:: Exercise description ::
Below are the entries; give again exactly the lines from the one mentioning "Where can the tree bark" through the one mentioning "Where can the branch", inclusive.

================

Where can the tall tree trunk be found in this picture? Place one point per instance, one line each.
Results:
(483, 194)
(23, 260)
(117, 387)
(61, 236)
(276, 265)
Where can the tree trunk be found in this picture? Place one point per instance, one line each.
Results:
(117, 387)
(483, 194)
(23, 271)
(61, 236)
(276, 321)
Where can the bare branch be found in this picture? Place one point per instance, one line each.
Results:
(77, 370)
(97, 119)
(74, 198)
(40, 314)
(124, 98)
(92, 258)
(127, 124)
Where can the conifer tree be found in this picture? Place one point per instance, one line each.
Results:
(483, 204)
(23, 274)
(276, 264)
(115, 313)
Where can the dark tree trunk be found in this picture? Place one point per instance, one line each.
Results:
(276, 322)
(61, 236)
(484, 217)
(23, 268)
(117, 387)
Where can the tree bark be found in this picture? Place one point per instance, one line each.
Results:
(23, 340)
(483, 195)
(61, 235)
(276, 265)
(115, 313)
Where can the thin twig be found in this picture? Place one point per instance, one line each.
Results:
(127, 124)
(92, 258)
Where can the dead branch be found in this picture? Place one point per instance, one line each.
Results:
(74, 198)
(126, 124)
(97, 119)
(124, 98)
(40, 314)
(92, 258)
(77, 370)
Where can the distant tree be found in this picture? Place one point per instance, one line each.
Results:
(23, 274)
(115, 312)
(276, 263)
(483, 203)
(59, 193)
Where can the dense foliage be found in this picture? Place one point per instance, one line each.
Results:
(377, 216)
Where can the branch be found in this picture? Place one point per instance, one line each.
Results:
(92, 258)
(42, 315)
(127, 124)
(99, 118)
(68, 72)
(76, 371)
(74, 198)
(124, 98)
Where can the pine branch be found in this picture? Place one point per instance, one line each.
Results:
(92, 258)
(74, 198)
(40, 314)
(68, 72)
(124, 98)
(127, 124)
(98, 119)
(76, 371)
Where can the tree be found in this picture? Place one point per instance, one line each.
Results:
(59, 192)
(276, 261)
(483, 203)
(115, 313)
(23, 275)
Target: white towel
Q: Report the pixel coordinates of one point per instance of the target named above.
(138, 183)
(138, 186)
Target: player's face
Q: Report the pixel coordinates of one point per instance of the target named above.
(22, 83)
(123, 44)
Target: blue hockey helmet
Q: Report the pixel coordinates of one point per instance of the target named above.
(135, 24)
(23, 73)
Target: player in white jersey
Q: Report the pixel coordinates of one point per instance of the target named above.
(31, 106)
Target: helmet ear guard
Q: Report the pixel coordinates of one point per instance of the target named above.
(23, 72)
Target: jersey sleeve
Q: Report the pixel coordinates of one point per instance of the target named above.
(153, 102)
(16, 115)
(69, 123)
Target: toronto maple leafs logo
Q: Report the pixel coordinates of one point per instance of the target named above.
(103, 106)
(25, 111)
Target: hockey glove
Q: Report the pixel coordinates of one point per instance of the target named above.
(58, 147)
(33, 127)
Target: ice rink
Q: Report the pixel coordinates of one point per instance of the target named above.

================

:: Answer below ::
Where can the tree bark be found in this picture? Place one point per instance, one line each.
Results:
(23, 340)
(483, 195)
(61, 235)
(276, 265)
(115, 313)
Where can the thin twig be found in this picture? Place one point per instance, one line each.
Results:
(127, 124)
(92, 258)
Where can the dead branch be found in this picture? Place one point per instance, one line each.
Results:
(74, 198)
(126, 124)
(97, 119)
(124, 98)
(40, 314)
(92, 258)
(77, 370)
Where can the distant tree be found in this picture? Place one point per instance, one line each.
Results:
(23, 274)
(115, 312)
(276, 263)
(483, 203)
(59, 193)
Where can the dense foliage be found in this picture? Place one point per instance, one line each.
Results:
(377, 216)
Where can the branch be found in this picture? Place one point per instance, one line each.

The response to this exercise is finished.